#### Estratto del documento:

La Classificazione ICD-10 dell’O.M.S. (che definisce queste sindromi come Disturbi da alterazione globale dello sviluppo psicologico) prevede anche una categoria denominata ‘Autismo atipico’, in cui sono presenti soltanto una parte dei sintomi necessari per la diagnosi di autismo o l'età’ di esordio è successiva ai tre anni. Nel DSM-IV-TR questa categoria viene fatta confluire, nella categoria del Disturbo Generalizzato dello Sviluppo non altrimenti specificato. L’ICD10 contiene inoltre un’altra categoria definita Sindrome iperattiva associata a ritardo mentale e movimenti stereotipati.
I criteri diagnostici per il Disturbo Autistico (F84.0), secondo il DSM-IV-TR sono (p. 86-91):
A. Un totale di 6 (o più) voci da 1),2), e 3), con almeno 2 da 1), e uno ciascuno da
2) e da 3):
1. Compromissione qualitativa dell’interazione sociale, manifestata con almeno 2 dei seguenti:
a) marcata compromissione nell’uso di svariati comportamenti non verbali, come lo sguardo diretto, l’espressione mimica, le posture corporee e i gesti che regolano l’interazione sociale;
b) incapacità di sviluppare relazioni con i coetanei adeguate al livello di viluppo;
c) mancanza di ricerca spontanea nella condivisione di gioie, interessi o obiettivi con altre persone (per esempio, non mostrare, portare, né richiamare l’attenzione su oggetti di proprio interesse);
d) mancanza di reciprocità sociale ed emotiva.

#### Dati di origine:
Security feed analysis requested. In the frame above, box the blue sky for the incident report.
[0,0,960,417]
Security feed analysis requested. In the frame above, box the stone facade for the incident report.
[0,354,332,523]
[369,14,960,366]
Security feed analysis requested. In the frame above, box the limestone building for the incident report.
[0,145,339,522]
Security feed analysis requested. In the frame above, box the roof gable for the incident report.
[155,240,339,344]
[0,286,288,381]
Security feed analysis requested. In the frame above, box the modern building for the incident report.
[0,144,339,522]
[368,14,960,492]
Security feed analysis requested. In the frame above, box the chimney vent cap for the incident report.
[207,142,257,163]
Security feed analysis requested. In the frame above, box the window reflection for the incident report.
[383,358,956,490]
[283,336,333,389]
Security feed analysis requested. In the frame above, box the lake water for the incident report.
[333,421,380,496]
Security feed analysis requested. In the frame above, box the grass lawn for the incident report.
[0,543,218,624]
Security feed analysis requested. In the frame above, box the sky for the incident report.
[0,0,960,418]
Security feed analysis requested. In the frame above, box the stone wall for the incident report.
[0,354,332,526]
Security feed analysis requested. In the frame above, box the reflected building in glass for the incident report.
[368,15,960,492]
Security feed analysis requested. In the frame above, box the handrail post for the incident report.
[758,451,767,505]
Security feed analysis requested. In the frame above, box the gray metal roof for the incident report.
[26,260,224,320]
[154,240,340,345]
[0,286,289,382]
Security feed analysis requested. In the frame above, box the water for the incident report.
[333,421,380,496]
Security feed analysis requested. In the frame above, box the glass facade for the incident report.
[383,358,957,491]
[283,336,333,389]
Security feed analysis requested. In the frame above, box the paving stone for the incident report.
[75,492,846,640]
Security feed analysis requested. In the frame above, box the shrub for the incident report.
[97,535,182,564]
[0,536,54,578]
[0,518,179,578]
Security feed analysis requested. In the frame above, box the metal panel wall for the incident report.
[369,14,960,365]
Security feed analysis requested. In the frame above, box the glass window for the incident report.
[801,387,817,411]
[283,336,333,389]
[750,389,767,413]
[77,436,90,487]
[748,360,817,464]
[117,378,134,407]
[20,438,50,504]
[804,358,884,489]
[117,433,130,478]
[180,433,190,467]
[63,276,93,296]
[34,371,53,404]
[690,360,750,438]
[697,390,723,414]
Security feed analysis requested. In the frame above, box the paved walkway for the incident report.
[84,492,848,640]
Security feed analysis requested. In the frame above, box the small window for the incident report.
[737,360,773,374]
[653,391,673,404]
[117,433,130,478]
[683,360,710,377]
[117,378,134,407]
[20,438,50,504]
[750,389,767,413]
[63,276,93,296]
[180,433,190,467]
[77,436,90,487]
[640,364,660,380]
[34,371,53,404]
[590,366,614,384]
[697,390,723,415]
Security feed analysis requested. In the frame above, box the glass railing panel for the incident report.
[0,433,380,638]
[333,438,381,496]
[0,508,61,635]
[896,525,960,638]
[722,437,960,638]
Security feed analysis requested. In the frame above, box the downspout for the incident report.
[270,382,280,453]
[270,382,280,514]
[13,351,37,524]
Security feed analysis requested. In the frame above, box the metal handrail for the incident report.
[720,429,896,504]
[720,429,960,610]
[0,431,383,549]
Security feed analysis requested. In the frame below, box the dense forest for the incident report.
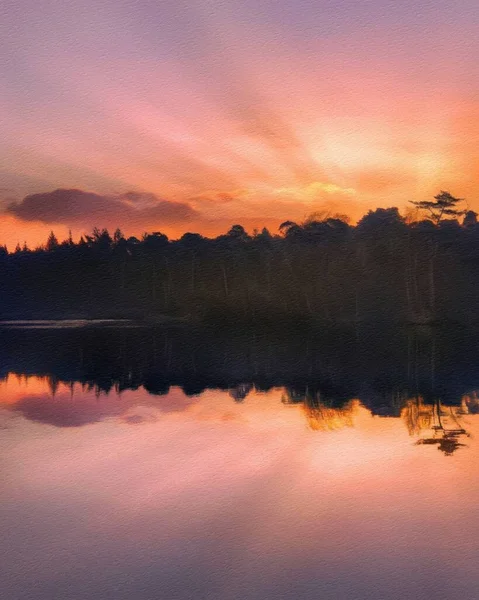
[0,192,479,323]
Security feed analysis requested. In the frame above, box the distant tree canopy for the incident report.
[0,192,479,323]
[411,191,466,225]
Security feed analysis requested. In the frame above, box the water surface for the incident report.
[0,332,479,600]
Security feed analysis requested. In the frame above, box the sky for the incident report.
[0,0,479,247]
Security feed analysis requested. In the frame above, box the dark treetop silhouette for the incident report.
[0,192,479,323]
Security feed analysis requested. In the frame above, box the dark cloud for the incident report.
[5,189,199,226]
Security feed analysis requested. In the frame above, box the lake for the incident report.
[0,326,479,600]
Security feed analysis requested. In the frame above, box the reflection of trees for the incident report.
[401,397,469,456]
[281,388,360,431]
[303,400,359,431]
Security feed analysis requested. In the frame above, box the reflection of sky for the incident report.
[0,0,479,244]
[0,378,479,600]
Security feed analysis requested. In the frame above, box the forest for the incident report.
[0,192,479,324]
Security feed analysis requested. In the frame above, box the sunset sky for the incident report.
[0,0,479,249]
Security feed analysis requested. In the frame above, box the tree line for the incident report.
[0,192,479,323]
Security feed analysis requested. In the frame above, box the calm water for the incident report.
[0,331,479,600]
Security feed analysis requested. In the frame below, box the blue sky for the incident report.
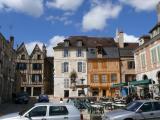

#### Compito:
Quali comportamenti non verbali cita l'estratto come esempi nella voce che inizia con "marcata compromissione nell'uso di svariati comportamenti non verbali"? Elencali tutti.

#### Soluzione:
- lo sguardo diretto
- l'espressione mimica
- le posture corporee
- i gesti che regolano l'interazione sociale